Dataset records
╔══

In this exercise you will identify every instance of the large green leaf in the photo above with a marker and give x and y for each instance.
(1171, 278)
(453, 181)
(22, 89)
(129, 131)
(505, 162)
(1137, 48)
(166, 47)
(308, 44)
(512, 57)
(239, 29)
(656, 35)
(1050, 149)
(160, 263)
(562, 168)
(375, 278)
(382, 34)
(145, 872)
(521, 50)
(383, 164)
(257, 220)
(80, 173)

╚══

Task instructions
Quote the data above in full, changing nothing.

Correct output
In this exercise you will identify every instance of the large green leaf in the photo above with a marker and give x and y for each instance.
(1171, 278)
(453, 181)
(22, 89)
(129, 131)
(505, 162)
(1137, 48)
(166, 47)
(308, 44)
(512, 57)
(239, 29)
(656, 35)
(1050, 149)
(160, 263)
(562, 168)
(375, 278)
(382, 34)
(145, 872)
(521, 50)
(383, 164)
(257, 220)
(80, 173)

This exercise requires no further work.